> **Problem statement**
The lines to be copied run from the one containing "of the person" to the end of the material below; reproduce them exactly, including both ends, and nothing more.

Begin Input rows

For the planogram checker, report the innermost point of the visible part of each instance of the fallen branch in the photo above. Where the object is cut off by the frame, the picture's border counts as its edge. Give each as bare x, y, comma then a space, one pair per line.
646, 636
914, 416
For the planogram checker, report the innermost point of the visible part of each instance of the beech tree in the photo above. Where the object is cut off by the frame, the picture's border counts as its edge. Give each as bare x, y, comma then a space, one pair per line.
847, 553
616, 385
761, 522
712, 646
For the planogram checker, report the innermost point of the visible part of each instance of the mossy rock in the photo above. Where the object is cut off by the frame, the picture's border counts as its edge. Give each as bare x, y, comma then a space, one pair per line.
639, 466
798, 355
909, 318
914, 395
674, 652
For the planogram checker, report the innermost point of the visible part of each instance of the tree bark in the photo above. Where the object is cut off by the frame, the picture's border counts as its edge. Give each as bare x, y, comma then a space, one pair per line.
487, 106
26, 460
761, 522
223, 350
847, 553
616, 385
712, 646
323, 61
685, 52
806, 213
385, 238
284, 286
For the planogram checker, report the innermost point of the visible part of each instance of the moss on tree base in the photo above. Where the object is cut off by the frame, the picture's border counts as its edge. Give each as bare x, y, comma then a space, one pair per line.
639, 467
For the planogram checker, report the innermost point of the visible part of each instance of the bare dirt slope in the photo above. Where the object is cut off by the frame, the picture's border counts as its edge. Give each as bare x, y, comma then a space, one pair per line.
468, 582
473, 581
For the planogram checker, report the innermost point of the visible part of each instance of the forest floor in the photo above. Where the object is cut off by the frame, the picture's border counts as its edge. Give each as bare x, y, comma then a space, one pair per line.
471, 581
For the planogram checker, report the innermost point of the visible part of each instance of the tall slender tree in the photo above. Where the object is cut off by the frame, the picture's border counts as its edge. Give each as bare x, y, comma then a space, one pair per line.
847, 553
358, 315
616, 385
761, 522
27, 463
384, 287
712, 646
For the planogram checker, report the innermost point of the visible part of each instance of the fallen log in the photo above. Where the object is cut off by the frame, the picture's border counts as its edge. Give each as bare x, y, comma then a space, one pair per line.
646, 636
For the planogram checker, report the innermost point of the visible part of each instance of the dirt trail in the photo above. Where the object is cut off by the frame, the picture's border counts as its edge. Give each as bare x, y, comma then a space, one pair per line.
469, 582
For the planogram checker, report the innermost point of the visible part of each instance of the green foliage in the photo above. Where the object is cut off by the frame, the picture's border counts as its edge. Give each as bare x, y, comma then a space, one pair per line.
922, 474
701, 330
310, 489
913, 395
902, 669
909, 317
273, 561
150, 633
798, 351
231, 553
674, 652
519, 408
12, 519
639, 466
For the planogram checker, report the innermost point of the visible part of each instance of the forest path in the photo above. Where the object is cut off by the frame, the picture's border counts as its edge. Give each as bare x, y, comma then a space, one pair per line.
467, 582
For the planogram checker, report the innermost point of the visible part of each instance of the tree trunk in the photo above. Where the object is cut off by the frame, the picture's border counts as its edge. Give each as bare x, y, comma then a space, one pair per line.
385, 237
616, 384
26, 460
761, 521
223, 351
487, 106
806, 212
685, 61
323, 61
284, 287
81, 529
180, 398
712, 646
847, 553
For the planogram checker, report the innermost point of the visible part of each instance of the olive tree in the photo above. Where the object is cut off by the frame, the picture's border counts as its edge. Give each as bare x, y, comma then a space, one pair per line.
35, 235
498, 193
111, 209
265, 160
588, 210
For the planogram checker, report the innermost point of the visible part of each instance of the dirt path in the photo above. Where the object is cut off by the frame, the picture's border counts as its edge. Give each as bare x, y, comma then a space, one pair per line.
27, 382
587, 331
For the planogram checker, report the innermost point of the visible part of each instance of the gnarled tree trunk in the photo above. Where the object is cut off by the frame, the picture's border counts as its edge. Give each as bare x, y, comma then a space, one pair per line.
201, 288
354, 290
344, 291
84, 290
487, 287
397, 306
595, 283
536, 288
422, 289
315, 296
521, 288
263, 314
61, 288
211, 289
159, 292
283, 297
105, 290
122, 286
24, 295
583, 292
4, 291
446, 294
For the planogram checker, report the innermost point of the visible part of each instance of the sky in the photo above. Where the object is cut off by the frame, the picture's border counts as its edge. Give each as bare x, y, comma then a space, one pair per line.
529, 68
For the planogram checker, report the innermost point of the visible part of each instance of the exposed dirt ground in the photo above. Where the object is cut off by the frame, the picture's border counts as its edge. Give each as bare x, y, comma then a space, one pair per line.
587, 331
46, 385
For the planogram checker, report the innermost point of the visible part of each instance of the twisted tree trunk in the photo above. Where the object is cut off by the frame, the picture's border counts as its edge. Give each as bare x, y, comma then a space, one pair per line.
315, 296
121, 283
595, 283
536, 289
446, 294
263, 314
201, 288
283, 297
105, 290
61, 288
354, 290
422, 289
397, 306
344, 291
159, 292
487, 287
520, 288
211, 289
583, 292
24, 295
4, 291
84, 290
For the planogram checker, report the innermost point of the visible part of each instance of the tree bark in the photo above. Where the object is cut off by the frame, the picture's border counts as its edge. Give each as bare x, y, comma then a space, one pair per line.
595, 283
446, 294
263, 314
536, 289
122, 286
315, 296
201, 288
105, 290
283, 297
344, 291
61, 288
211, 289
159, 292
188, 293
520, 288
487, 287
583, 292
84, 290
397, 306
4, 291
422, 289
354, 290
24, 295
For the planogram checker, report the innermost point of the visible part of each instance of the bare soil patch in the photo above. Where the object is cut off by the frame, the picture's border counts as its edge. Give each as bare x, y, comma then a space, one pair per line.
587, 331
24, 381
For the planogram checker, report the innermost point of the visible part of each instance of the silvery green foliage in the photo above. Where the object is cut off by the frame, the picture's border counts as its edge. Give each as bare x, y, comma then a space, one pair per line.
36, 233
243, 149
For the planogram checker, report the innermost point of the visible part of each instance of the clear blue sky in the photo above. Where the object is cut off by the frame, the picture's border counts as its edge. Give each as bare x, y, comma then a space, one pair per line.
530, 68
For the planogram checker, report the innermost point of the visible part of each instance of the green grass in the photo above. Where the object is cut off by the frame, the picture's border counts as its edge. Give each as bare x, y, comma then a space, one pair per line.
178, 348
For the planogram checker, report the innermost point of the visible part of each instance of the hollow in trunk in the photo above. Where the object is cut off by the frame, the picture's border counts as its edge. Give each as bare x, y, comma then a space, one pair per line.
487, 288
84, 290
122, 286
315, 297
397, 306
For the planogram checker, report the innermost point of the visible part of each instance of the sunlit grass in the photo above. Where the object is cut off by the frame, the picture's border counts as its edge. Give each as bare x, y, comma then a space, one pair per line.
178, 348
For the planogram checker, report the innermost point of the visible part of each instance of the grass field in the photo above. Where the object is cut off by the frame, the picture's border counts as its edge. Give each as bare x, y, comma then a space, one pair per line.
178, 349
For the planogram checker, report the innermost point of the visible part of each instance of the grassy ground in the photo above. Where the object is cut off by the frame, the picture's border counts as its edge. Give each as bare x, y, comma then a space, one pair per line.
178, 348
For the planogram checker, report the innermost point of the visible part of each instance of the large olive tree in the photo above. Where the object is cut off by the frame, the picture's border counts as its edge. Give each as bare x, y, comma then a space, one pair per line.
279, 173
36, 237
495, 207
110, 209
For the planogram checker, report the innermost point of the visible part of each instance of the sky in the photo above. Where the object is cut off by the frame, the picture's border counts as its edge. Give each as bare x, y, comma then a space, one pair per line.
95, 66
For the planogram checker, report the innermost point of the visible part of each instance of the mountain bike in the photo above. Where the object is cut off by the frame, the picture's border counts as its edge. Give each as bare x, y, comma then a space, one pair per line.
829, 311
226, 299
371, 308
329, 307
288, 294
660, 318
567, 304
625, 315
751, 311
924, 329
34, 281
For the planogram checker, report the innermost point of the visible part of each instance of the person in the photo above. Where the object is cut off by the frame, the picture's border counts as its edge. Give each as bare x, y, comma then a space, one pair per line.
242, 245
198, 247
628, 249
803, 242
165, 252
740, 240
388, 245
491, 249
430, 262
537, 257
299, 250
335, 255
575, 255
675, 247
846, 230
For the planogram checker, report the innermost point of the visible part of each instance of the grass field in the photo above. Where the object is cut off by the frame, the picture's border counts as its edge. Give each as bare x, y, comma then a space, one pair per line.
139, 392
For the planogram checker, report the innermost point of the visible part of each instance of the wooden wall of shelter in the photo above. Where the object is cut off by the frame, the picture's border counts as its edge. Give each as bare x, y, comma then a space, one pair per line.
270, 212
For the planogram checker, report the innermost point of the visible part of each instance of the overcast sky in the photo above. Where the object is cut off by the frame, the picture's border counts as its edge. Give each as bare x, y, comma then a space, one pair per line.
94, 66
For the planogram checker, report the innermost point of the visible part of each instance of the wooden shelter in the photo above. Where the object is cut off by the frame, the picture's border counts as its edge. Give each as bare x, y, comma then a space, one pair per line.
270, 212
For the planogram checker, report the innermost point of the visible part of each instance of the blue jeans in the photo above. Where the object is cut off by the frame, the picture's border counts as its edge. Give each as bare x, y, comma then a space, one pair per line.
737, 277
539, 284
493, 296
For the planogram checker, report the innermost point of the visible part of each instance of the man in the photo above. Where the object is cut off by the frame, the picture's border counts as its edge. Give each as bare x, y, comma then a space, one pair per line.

End Input rows

> **Exercise output**
For the planogram checker, report the innermost point of the visible part of each instance of the person in the photo above. Where the object is cut off by the frame, the picture's border counts as its edge. Give each as bare x, y, comma then a space, one pair per line.
242, 245
198, 247
628, 249
803, 242
165, 252
740, 240
388, 245
491, 249
430, 262
537, 257
299, 250
335, 255
575, 255
675, 247
846, 230
For the planogram checker, report the innermost point of the visible part of each instance of the grass field in the photo above. Where the object is cut off by the frame, the picture's border counts as its edge. Give each as bare x, y, comma then a space, one pair per line.
139, 392
For the planogram checker, report the innermost point of the visible part of each instance of the wooden wall of shelter in the photo above. Where the object is cut off by the frame, the picture's border counts as its edge. Give each as bare x, y, comma then a space, one pair per line.
270, 212
For the planogram checker, report the innermost point of the visible part of each instance of the overcast sky in the photo above. Where the object is cut off by the frame, the picture's border counts as its edge. Give each as bare x, y, comma then a space, one pair per line.
94, 66
For the planogram checker, report the innermost point of the visible part of each instance of the wooden shelter in the photo above. Where the object is cut off by the frame, the picture's border counts as its edge. Give each as bare x, y, comma then a space, one pair per line.
270, 212
For the planogram checker, report the innermost point of the visible part of each instance of the blue jeans in the photo above. Where the object is cut off by the frame, the picture's border counts as its edge. Give each as bare x, y, comma then a space, one pair per line.
737, 277
539, 284
493, 296
For the planogram checker, report the innermost point of the visible part of each instance of the man in the photo above. Where the object is cut off by the frame, the picture's border counts as its edge. Give each as bare x, y, comma then a space, one pair per line.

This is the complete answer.